Records:

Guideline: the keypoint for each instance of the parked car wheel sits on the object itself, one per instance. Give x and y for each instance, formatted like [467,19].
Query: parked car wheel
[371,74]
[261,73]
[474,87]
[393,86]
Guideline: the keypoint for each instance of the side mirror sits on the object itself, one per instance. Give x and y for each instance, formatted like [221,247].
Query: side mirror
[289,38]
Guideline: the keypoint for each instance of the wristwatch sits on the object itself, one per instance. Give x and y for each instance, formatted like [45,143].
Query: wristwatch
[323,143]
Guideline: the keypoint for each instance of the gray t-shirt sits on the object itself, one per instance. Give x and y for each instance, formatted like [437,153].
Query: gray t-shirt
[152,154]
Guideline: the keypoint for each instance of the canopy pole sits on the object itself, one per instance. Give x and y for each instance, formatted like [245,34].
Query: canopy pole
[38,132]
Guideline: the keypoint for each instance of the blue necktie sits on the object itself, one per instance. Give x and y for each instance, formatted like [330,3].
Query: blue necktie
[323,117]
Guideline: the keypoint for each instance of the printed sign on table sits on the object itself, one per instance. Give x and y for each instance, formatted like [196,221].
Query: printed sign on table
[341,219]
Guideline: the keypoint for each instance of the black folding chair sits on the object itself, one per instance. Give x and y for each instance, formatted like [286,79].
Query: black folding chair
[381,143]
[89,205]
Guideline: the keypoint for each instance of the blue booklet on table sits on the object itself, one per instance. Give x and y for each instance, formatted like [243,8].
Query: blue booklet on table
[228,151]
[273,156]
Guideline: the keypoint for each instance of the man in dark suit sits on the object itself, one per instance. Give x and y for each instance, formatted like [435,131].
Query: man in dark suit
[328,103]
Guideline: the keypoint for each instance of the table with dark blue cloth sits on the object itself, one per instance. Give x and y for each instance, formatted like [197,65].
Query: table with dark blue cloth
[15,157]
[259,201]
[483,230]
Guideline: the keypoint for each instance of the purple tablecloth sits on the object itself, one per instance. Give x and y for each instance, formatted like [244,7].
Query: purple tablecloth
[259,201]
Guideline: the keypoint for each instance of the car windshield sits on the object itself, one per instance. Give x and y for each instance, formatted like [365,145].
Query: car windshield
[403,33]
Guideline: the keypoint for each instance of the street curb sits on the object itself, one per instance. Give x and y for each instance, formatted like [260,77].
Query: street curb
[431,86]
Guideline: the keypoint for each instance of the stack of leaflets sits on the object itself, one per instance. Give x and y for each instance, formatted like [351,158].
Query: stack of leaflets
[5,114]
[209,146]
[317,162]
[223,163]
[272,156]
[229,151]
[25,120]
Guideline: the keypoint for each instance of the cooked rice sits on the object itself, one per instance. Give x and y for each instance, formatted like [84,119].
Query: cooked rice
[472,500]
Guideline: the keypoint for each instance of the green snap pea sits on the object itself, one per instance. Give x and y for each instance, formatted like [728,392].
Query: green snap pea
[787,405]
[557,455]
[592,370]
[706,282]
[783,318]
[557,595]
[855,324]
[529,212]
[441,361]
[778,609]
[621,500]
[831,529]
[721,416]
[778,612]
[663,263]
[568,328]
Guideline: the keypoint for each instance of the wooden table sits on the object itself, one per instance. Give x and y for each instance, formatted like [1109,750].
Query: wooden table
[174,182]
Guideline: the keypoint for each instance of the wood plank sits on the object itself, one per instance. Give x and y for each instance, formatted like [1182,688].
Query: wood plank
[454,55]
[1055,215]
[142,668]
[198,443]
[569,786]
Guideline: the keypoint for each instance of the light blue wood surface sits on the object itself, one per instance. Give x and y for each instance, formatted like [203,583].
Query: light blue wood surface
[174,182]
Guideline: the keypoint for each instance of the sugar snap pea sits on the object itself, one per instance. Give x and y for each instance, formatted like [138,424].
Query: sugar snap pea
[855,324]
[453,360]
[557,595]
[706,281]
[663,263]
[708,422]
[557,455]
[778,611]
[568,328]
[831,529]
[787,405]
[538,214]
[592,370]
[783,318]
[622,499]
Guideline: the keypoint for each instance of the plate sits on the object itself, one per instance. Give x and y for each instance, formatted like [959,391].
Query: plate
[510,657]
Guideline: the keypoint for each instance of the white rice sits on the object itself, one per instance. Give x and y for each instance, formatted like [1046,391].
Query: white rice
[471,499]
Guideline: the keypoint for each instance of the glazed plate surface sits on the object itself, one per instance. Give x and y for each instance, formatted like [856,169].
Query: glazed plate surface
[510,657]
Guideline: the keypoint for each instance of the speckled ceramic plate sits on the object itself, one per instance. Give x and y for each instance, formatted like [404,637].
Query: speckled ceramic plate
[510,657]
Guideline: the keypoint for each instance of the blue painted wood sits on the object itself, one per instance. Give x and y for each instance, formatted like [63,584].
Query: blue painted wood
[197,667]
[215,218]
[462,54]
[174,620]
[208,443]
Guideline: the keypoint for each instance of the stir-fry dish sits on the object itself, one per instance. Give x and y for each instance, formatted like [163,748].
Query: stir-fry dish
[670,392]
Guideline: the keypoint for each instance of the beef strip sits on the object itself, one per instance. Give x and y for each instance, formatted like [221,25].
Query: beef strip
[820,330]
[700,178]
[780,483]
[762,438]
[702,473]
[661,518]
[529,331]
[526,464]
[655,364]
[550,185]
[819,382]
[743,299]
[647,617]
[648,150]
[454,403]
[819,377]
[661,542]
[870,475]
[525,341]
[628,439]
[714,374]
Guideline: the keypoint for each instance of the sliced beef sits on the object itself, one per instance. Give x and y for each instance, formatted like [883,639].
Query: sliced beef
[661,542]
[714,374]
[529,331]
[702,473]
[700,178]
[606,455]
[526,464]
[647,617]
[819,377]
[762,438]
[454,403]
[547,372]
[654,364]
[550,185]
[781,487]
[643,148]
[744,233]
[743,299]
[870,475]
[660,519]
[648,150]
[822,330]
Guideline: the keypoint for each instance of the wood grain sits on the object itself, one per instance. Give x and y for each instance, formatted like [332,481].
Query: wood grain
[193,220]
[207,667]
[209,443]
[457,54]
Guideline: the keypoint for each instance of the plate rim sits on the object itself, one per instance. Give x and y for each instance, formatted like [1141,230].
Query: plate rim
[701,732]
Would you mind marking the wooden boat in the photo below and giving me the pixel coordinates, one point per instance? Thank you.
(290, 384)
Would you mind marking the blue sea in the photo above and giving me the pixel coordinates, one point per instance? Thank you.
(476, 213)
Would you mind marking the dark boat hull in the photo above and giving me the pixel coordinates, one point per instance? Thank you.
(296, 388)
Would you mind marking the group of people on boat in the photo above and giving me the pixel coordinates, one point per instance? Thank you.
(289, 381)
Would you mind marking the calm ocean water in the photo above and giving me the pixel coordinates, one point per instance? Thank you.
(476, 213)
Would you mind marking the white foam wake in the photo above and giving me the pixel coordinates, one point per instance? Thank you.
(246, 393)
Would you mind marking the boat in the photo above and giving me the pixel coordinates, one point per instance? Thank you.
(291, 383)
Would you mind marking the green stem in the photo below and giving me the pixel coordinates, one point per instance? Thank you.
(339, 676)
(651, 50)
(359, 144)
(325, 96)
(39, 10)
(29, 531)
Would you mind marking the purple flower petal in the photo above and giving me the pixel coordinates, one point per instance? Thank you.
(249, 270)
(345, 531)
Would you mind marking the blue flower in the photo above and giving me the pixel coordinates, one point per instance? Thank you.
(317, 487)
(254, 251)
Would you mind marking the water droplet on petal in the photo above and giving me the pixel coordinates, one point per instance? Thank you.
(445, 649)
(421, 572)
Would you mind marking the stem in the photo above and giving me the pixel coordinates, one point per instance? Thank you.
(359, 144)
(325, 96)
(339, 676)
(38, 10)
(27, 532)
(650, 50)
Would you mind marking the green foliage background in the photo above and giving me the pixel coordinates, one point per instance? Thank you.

» To be done: Only the lines from the one that contains "Would you mind marking the white" to the end of the data should be output, exactly as they appear.

» Answer in full:
Would you mind marking the white foam wake in the photo above and giving me the pixel coordinates, one point per instance? Thank you.
(246, 393)
Would you mind marking the boat in the photo above and giving me the pixel coordinates, one point per instance? Thank you.
(291, 383)
Would you mind marking the green stem in the photo below and giving me the pixel coordinates, one point per instance? Thank you.
(339, 676)
(651, 50)
(359, 144)
(325, 96)
(39, 10)
(29, 531)
Would you mind marking the purple flower petal in the photo above and giving me the pixel coordinates, one point per instance? Thank you.
(249, 270)
(345, 531)
Would you mind marking the blue flower in the photo above and giving me the pixel coordinates, one point per instance? Thank you.
(317, 487)
(254, 251)
Would you mind marking the water droplet on petal in the photo above and giving me the pixel coordinates, one point per instance? Thank you.
(445, 649)
(421, 572)
Would you mind marking the stem in the photo above and giving me the pixel coordinates, one point per instance? Thank you.
(359, 144)
(325, 96)
(339, 676)
(38, 10)
(27, 532)
(650, 50)
Would you mind marking the green foliage background in the photo above and giving me the pixel coordinates, one point per instance? Thank you.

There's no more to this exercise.